Directive.
Please write out, word for word, the passage of the Madison County appeal that begins at the words "Thomas J. Miller, Attorney" and stops after the words "Natural Resources (DNR).".

Article.
----

May 30, 2013
MADISON COUNTY, an Iowa County, Plaintiff-Appellant/Cross-Appellee,
DAN PATTERSON, an Individual; PHOENIX C & D RECYCLING, INC., a Corporation, Defendants-Appellees/Cross-Appellants, IOWA DEPARTMENT OF NATURAL RESOURCES (DNR); STATE OF IOWA; DIRECTOR OF THE IOWA DEPARTMENT OF NATURAL RESOURCES, Defendants-Appellees.
Appeal from the Iowa District Court for Madison County, Brad McCall, Judge.
Appeal and cross appeal from the district court order dismissing Madison County's claims and counterclaims of Patterson and Phoenix.
James E. Brick, Billy J. Mallory, and Patrick T. Burk of Brick Gentry, P.C., West Des Moines, and Patrick D. Smith of Bradshaw, Fowler, Proctor & Fairgrave, P.C. for Madison County, Iowa.
Thomas D. Hanson and Michael D. Ensley of Hanson, Bjork & Russell, L.L.P., Des Moines, for Dan Patterson and Phoenix C & D Recycling.
Thomas J. Miller, Attorney General, and David L. Dorff and David R. Sheridan, Assistant Attorneys General, for State of Iowa and Iowa Department of Natural Resources (DNR).
Heard by Eisenhauer, C.J., and Potterfield and Tabor, JJ.

----

Supplied information.
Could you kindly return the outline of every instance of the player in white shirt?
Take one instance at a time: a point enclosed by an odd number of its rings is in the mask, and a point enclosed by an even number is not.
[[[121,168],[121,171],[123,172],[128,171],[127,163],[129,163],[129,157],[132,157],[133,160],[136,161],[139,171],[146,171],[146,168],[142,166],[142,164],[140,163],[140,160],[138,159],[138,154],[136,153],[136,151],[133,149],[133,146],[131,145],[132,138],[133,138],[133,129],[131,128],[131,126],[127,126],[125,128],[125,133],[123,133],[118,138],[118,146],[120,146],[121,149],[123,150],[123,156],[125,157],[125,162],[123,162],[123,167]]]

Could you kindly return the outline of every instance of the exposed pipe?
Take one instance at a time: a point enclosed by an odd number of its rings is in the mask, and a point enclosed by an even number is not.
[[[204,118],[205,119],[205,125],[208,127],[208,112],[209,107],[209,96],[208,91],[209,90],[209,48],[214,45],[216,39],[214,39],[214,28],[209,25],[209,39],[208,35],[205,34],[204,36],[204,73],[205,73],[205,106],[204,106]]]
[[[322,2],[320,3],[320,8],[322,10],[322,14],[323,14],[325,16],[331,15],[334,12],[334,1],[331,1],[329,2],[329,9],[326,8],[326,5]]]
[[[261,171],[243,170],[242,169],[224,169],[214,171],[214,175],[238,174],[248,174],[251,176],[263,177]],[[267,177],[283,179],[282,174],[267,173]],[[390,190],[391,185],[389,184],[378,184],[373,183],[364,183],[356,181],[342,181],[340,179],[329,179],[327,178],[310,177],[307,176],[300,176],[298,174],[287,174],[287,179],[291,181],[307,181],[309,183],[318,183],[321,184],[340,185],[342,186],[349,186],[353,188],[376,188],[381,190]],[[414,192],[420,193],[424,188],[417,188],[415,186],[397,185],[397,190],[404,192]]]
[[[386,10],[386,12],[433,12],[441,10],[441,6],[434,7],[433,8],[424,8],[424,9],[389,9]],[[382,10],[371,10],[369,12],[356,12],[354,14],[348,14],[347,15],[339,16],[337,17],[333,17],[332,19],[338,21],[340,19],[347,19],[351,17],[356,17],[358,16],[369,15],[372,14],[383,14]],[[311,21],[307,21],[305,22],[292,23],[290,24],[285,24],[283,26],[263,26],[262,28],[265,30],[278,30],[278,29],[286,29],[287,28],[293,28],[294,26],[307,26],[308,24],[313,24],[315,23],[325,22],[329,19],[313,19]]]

----

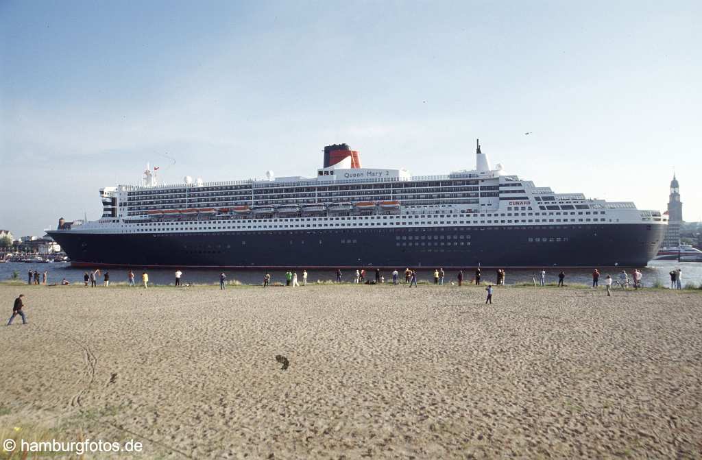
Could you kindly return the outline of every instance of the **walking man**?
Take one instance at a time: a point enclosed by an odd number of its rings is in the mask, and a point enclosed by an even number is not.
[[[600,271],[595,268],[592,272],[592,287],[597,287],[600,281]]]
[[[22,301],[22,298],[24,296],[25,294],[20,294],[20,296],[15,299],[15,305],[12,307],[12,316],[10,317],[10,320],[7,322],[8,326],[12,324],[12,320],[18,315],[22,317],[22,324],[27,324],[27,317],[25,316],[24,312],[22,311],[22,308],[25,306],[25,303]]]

----

The response.
Thomas J. Miller, Attorney General, and David L. Dorff and David R. Sheridan, Assistant Attorneys General, for State of Iowa and Iowa Department of Natural Resources (DNR).